━━━━━ QUOTED TEXT

The company that would become known, on the waterfront anyway, as Tote was born in 1983 in Chester, Pennsylvania—a city with a long shipbuilding tradition—in the shipyard that built El Faro and her four Ponce-class sister ships. Sun Shipbuilding, also known as Sunships, went into the freighter-owning business, in partnership with individual investors, under the name Totem Ocean Trailer Express, running first a single freighter, the Great Land—Sunships hull number 673—and then in 1977 adding Westward Venture to the fleet. Totem, or TOTE—essentially a Jones Act outfit precisely engineered to shuttle cargo between Washington State and Alaska—was soon bought out by a consortium of eight individual partners, mostly men from Sun’s senior management. Their number included the director; a couple of lawyers, Michael Garvey and Stanley Barer; and another Sun exec, a World War II vet named Leonard Shapiro. TOTE Resources, as the new company was called, soon changed its name to Saltchuk Resources, borrowing the word for “salt water” from a trading jargon spoken by the Chinook tribe of the Pacific Northwest.
Saltchuk expanded steadily, focusing on niche markets similar to its original Alaska route, buying up Foss Maritime, one of the oldest Pacific Northwest tug companies, as well as Interocean, a ship-management corporation. Another Ponce ship, the Puerto Rico (Sun hull number 670), was renamed Northern Lights, lengthened by 90.9 feet in a Mobile, Alabama, yard, and assigned to Tote’s Alaskan freight run in 1993. In 1998 Saltchuk bought the Sea Barge towing operation, which transported freight between Puerto Rico and Florida, and renamed it Sea Star Lines.
Still Saltchuk expanded, snapping up air cargo, trucking, fuel, and port-logistics firms—companies such as North Star petroleum, Northern Aviation Services, Aloha Air Cargo. In 2006 Northern Lights was converted to a Ro-Ro/Con ship—a “minor” conversion, as the company’s lawyers contended—renamed El Faro, and transferred to Sea Star’s Puerto Rico route.

━━━━━━━━━━
━━━━━ PROVIDED INFORMATION

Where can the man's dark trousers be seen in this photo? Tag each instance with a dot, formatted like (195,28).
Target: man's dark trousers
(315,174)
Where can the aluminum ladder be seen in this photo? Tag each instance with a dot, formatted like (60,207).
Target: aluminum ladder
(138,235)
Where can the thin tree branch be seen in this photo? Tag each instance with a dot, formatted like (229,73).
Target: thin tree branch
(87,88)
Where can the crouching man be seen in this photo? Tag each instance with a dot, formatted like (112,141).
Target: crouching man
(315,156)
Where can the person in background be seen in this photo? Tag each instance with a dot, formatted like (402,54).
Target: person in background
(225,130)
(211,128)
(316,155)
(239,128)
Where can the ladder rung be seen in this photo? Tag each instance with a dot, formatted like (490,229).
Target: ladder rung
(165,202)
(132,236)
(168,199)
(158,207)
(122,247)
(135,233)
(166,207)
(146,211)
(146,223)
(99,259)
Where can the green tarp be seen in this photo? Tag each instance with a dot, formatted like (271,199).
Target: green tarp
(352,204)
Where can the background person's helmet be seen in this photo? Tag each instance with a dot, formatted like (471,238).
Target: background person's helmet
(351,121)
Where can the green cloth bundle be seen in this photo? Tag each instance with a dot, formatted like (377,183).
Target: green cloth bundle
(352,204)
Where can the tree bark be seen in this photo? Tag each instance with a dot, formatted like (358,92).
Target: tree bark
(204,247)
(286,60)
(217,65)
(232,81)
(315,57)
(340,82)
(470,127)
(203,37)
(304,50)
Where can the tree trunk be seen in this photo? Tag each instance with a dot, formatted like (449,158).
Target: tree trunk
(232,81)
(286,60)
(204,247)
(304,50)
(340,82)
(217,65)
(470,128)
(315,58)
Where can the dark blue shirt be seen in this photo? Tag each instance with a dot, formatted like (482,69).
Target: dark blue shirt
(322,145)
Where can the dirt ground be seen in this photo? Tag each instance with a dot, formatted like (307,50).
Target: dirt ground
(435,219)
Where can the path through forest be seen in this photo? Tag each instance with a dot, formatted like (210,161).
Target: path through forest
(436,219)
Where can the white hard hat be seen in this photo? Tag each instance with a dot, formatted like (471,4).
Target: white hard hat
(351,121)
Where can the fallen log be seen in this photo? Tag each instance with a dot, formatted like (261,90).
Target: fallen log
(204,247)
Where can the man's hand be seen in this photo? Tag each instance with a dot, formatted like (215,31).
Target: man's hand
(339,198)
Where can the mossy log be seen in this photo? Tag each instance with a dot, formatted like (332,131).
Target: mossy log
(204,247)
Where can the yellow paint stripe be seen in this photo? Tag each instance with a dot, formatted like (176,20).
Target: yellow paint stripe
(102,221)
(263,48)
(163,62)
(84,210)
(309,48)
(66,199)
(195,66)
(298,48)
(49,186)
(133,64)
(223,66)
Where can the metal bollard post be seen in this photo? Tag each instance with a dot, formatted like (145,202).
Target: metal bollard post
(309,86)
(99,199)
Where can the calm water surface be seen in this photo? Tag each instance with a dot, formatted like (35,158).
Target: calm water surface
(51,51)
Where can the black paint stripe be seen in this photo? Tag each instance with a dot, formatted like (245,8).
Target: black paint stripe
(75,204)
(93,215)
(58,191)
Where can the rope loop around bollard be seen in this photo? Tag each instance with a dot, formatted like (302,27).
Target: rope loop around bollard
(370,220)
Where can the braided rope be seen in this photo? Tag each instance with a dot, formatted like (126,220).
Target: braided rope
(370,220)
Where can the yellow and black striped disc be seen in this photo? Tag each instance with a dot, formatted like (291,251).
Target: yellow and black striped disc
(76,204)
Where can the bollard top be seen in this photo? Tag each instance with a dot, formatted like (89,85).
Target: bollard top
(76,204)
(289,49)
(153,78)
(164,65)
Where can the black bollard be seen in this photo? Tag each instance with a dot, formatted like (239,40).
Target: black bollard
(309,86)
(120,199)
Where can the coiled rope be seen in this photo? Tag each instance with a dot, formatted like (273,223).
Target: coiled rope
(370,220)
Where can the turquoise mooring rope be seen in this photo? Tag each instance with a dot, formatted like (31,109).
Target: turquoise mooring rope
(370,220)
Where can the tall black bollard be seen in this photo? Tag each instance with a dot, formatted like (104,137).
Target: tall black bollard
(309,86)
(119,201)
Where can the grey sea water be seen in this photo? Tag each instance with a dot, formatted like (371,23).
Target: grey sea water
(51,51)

━━━━━━━━━━

Copy the text on the origins of Tote and Saltchuk word for word between "Still Saltchuk expanded, snapping" and "Puerto Rico route.", inclusive.

* [EXERCISE ANSWER]:
Still Saltchuk expanded, snapping up air cargo, trucking, fuel, and port-logistics firms—companies such as North Star petroleum, Northern Aviation Services, Aloha Air Cargo. In 2006 Northern Lights was converted to a Ro-Ro/Con ship—a “minor” conversion, as the company’s lawyers contended—renamed El Faro, and transferred to Sea Star’s Puerto Rico route.